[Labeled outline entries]
——————————

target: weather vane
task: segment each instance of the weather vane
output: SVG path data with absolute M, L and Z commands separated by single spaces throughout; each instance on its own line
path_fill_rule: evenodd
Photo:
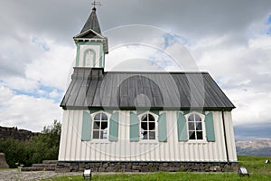
M 93 7 L 95 7 L 95 5 L 101 5 L 100 2 L 98 1 L 93 1 L 93 3 L 91 4 L 93 5 Z

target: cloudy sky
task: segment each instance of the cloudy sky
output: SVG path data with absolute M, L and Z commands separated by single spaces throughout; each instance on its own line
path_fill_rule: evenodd
M 209 71 L 237 107 L 236 138 L 271 138 L 270 0 L 101 3 L 106 70 Z M 90 0 L 1 0 L 0 126 L 41 131 L 61 120 L 72 37 L 90 11 Z

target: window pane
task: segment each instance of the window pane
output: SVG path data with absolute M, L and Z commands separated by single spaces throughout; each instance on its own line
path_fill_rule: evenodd
M 197 122 L 196 123 L 196 130 L 202 130 L 202 124 L 201 122 Z
M 195 131 L 189 131 L 189 138 L 190 139 L 196 139 Z
M 94 120 L 100 120 L 100 116 L 101 116 L 101 114 L 95 115 Z
M 101 114 L 102 120 L 107 120 L 107 116 L 106 114 Z
M 141 129 L 143 129 L 144 130 L 147 130 L 147 122 L 142 122 L 141 123 Z
M 188 121 L 192 122 L 192 121 L 194 121 L 194 115 L 192 114 L 188 117 Z
M 149 131 L 149 139 L 155 139 L 155 131 Z
M 197 131 L 197 139 L 202 139 L 202 131 Z
M 99 138 L 100 139 L 103 138 L 103 137 L 104 137 L 104 131 L 103 131 L 103 130 L 100 131 L 99 137 L 100 137 L 100 138 Z
M 195 130 L 195 123 L 194 122 L 189 122 L 188 123 L 188 129 L 189 130 Z
M 149 116 L 149 121 L 152 121 L 152 122 L 155 121 L 154 118 L 151 114 L 148 114 L 148 116 Z
M 98 133 L 99 133 L 98 130 L 93 130 L 93 138 L 99 138 Z
M 141 118 L 141 120 L 147 121 L 147 115 L 146 114 L 143 115 L 143 117 Z
M 107 121 L 102 121 L 101 122 L 101 129 L 105 129 L 107 128 Z
M 195 121 L 201 121 L 201 119 L 199 115 L 195 114 Z
M 144 131 L 143 133 L 143 139 L 148 139 L 148 131 Z
M 155 130 L 155 122 L 149 122 L 149 130 Z
M 99 125 L 100 125 L 99 121 L 95 121 L 94 126 L 93 126 L 93 129 L 99 129 Z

——————————

GIVEN INSTRUCTION: Copy every item above word for word, keeping each line the same, but drop the pictures from your copy.

RESULT FOR THIS TASK:
target: weather vane
task: segment each instance of the weather vane
output: SVG path data with absolute M, L and Z commands separated by single spaces throughout; each instance on its own line
path_fill_rule: evenodd
Photo:
M 93 7 L 95 7 L 95 5 L 101 5 L 100 2 L 98 1 L 93 1 L 93 3 L 91 4 L 93 5 Z

target: cloudy sky
task: segment each instance of the cloudy sky
output: SVG path data with absolute M, L and Z commands separated by single spaces throughout; each instance on its own line
path_fill_rule: evenodd
M 209 71 L 237 107 L 236 138 L 271 138 L 270 0 L 101 3 L 106 70 Z M 90 0 L 1 0 L 0 126 L 41 131 L 61 120 L 72 37 L 90 11 Z

target: window pane
task: segment each instance of the window pane
output: SVG path data with absolute M, L and Z commands separated by single spaces throughout; each instance on its own line
path_fill_rule: evenodd
M 197 122 L 196 123 L 196 130 L 202 130 L 202 124 L 201 122 Z
M 195 131 L 189 131 L 189 138 L 190 139 L 196 139 Z
M 94 120 L 100 120 L 100 116 L 101 116 L 101 114 L 95 115 Z
M 101 114 L 102 120 L 107 120 L 107 116 L 106 114 Z
M 141 129 L 143 129 L 144 130 L 147 130 L 147 122 L 142 122 L 141 123 Z
M 188 121 L 192 122 L 192 121 L 194 121 L 194 115 L 192 114 L 188 117 Z
M 149 131 L 149 139 L 155 139 L 155 131 Z
M 197 131 L 197 139 L 202 139 L 202 131 Z
M 99 138 L 100 139 L 103 138 L 103 137 L 104 137 L 104 131 L 103 131 L 103 130 L 100 131 L 99 137 L 100 137 L 100 138 Z
M 195 130 L 195 123 L 194 122 L 189 122 L 188 123 L 188 129 L 189 130 Z
M 149 116 L 149 121 L 152 121 L 152 122 L 155 121 L 154 118 L 151 114 L 148 114 L 148 116 Z
M 98 133 L 99 133 L 98 130 L 93 130 L 93 138 L 99 138 Z
M 141 118 L 141 120 L 147 121 L 147 115 L 146 114 L 143 115 L 143 117 Z
M 107 121 L 102 121 L 101 122 L 101 129 L 105 129 L 107 128 Z
M 195 121 L 201 121 L 201 119 L 199 115 L 195 114 Z
M 144 131 L 143 133 L 143 139 L 148 139 L 148 131 Z
M 155 130 L 155 122 L 149 122 L 149 130 Z
M 99 125 L 100 125 L 99 121 L 95 121 L 94 126 L 93 126 L 93 129 L 99 129 Z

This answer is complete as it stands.